Please return each entry in the listing exactly.

┌────────

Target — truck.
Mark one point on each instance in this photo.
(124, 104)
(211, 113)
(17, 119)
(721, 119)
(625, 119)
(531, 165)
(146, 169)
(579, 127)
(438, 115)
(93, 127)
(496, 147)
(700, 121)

└────────

#### [ANSWER]
Target — truck.
Mark one point on each instance in this photo.
(124, 104)
(211, 113)
(17, 119)
(721, 119)
(625, 119)
(531, 165)
(146, 169)
(579, 127)
(438, 115)
(93, 127)
(496, 147)
(700, 121)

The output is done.